Exactly reproduce the line containing "tag the blue water" together with every line after it, through the end of the entries, and give nothing more.

========================================================================

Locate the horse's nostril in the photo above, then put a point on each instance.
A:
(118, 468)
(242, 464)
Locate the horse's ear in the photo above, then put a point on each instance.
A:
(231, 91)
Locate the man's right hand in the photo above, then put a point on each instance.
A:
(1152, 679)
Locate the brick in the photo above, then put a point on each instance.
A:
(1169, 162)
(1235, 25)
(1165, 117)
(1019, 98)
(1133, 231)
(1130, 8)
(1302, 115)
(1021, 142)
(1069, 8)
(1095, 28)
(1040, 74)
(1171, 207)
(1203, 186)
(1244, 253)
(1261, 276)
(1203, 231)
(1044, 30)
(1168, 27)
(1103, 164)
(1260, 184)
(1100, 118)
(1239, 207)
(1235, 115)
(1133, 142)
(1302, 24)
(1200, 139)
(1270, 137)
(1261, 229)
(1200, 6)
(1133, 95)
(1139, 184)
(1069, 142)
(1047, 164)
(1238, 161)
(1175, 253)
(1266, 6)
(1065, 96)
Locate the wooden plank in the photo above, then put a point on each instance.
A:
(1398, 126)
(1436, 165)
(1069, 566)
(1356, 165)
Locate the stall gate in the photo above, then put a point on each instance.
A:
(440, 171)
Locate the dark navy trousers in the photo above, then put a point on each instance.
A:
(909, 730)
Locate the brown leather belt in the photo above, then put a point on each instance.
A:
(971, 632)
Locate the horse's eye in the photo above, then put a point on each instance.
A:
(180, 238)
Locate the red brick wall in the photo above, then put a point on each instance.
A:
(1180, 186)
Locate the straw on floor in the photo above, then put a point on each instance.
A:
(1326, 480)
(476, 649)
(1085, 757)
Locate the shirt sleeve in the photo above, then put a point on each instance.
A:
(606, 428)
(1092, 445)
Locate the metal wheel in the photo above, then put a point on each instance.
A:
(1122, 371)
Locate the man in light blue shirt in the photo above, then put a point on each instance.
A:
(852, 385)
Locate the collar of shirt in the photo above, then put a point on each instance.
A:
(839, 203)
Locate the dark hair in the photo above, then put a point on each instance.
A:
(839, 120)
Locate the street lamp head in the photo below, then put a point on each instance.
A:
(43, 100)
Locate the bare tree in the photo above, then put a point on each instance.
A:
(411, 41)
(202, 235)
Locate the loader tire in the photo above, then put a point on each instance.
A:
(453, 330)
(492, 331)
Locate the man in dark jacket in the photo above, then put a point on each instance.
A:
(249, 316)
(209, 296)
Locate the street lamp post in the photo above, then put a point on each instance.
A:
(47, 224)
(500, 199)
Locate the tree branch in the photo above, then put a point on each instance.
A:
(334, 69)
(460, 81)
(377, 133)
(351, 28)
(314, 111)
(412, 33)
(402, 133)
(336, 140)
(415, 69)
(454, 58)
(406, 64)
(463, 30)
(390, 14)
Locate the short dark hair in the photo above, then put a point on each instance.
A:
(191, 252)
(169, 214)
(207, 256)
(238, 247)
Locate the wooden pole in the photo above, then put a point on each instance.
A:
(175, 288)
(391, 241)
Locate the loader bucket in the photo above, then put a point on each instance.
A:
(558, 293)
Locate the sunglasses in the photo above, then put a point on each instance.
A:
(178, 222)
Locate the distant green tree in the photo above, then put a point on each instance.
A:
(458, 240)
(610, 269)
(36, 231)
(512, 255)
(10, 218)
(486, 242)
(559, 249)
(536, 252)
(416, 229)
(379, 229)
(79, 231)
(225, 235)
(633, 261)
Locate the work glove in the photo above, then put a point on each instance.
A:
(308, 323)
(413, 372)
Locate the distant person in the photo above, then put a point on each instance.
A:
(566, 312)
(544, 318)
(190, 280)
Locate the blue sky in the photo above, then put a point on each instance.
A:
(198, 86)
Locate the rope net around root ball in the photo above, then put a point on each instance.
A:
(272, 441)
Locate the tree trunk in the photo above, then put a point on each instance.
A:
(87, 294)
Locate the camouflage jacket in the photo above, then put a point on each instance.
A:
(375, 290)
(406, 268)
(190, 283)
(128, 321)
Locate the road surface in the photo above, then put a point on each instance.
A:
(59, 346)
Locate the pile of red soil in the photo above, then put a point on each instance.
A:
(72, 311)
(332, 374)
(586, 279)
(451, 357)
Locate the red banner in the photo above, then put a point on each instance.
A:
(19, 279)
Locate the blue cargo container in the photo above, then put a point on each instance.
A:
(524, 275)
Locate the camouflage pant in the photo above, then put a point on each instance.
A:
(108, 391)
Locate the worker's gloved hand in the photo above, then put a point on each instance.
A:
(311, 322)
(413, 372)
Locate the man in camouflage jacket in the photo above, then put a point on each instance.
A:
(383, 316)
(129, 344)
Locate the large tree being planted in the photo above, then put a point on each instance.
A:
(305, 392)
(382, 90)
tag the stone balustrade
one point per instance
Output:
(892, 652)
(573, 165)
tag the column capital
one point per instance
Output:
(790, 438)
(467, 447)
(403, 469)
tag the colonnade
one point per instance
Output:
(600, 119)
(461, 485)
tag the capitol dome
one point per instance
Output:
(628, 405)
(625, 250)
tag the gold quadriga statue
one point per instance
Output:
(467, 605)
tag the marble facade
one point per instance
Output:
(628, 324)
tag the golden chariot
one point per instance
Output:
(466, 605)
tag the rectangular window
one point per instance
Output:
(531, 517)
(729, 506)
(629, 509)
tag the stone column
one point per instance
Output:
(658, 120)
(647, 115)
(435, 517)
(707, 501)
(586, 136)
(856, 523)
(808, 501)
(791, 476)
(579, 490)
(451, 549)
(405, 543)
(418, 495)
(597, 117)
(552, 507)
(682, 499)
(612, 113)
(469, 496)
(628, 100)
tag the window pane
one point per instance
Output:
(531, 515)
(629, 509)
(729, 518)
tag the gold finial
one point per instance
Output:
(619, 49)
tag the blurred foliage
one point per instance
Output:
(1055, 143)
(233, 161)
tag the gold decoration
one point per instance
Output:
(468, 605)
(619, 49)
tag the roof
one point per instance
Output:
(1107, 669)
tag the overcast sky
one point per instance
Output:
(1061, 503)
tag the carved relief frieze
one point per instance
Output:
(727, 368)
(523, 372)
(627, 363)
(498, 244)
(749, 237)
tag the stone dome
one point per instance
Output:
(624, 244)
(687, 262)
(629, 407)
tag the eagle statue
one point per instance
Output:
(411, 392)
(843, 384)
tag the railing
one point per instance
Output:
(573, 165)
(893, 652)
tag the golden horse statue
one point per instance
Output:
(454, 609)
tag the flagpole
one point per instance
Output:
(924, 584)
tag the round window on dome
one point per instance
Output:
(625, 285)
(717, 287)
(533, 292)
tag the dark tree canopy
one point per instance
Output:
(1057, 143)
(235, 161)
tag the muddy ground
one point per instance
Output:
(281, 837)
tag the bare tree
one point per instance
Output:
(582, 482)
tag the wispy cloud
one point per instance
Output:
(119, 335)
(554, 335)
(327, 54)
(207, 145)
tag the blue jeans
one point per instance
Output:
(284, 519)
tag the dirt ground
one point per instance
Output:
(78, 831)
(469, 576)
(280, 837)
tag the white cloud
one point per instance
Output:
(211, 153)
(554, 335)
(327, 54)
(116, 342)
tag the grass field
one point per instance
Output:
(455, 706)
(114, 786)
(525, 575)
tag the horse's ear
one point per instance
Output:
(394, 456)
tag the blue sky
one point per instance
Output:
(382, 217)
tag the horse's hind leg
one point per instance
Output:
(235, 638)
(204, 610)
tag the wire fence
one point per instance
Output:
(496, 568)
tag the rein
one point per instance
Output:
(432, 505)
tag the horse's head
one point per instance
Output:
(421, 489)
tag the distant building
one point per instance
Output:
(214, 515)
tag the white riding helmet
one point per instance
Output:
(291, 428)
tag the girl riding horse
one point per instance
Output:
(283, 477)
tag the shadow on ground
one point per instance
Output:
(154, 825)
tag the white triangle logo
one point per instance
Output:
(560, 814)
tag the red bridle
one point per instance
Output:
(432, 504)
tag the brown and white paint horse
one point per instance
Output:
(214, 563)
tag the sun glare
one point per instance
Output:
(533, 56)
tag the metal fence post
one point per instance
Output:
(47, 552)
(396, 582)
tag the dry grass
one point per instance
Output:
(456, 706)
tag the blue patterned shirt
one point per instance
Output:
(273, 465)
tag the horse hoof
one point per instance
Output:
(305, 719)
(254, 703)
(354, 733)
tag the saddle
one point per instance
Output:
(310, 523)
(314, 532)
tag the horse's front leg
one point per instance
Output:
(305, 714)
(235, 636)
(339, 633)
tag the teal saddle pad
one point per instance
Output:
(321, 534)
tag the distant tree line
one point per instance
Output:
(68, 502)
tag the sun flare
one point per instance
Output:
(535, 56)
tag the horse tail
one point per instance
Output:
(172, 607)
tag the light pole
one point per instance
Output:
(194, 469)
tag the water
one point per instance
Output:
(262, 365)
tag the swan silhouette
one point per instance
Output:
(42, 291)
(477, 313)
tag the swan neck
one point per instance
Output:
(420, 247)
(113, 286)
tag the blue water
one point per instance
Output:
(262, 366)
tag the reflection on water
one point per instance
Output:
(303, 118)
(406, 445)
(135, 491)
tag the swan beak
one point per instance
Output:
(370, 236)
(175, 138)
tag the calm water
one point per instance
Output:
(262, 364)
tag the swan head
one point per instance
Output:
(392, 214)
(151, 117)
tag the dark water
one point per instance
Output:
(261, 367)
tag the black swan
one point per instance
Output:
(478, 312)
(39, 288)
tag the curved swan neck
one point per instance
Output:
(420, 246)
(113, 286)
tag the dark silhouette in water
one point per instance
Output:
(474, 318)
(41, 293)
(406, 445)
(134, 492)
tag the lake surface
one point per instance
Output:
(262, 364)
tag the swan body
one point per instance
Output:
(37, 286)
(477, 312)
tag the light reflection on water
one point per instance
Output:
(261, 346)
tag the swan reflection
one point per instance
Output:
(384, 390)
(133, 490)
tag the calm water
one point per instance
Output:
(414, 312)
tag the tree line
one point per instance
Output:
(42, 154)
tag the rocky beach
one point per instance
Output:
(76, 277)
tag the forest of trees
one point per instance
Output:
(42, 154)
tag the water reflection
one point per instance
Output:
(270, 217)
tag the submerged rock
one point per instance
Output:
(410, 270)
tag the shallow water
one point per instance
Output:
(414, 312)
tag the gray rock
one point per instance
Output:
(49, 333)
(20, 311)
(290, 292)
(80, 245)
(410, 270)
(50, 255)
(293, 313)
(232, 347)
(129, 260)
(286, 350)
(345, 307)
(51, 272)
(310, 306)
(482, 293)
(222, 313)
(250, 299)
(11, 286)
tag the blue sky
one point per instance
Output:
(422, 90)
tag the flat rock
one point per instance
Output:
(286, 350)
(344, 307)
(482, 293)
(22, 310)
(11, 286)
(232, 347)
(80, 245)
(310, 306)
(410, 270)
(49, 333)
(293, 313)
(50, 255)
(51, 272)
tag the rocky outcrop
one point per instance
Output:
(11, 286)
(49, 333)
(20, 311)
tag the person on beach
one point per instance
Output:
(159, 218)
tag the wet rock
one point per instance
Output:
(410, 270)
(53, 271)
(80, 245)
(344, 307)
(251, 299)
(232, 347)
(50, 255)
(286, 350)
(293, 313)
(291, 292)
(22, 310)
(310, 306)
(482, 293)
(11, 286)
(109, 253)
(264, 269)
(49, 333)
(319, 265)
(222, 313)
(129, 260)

========================================================================

# Response
tag the blue water
one point per instance
Output:
(262, 366)
tag the reflection on water
one point per instance
Output:
(303, 118)
(406, 445)
(135, 491)
tag the swan beak
one point per instance
Output:
(370, 236)
(175, 138)
tag the calm water
one point per instance
Output:
(262, 364)
tag the swan head
one point per instance
Output:
(392, 214)
(151, 117)
tag the dark water
one point per instance
Output:
(261, 367)
tag the black swan
one point per instance
Output:
(478, 312)
(39, 288)
tag the curved swan neck
one point per instance
Output:
(420, 246)
(113, 286)
tag the dark silhouette in water
one point per instance
Output:
(474, 318)
(41, 293)
(406, 445)
(134, 492)
tag the lake surface
one point per instance
Output:
(262, 364)
tag the swan body
one point per instance
Output:
(37, 286)
(477, 312)
tag the light reflection on water
one point per instance
Output:
(261, 346)
tag the swan reflection
one point per instance
Output:
(384, 390)
(133, 490)
tag the calm water
one point per instance
Output:
(414, 312)
tag the tree line
one point per instance
Output:
(42, 154)
tag the rocky beach
one point per instance
Output:
(76, 277)
tag the forest of trees
one point per instance
Output:
(42, 154)
tag the water reflection
one point per instance
Output:
(270, 217)
tag the submerged rock
one point per instance
Output:
(410, 270)
tag the shallow water
one point per instance
Output:
(414, 312)
tag the gray rock
one point per instance
Output:
(49, 333)
(20, 311)
(290, 292)
(80, 245)
(410, 270)
(50, 255)
(293, 313)
(232, 347)
(129, 260)
(286, 350)
(345, 307)
(51, 272)
(310, 306)
(482, 293)
(222, 313)
(250, 299)
(11, 286)
tag the blue sky
one point per instance
Output:
(422, 90)
tag the flat rock
one point per instance
Output:
(286, 350)
(344, 307)
(482, 293)
(22, 310)
(11, 286)
(232, 347)
(80, 245)
(310, 306)
(410, 270)
(49, 333)
(293, 313)
(50, 255)
(51, 272)
tag the rocky outcrop
one point per instance
Output:
(11, 286)
(49, 333)
(20, 311)
tag the person on beach
one point per instance
Output:
(159, 218)
tag the wet rock
one point per instance
Output:
(410, 270)
(53, 271)
(80, 245)
(344, 307)
(251, 299)
(232, 347)
(50, 255)
(286, 350)
(293, 313)
(291, 292)
(22, 310)
(310, 306)
(482, 293)
(11, 286)
(109, 253)
(264, 269)
(49, 333)
(319, 265)
(222, 313)
(129, 260)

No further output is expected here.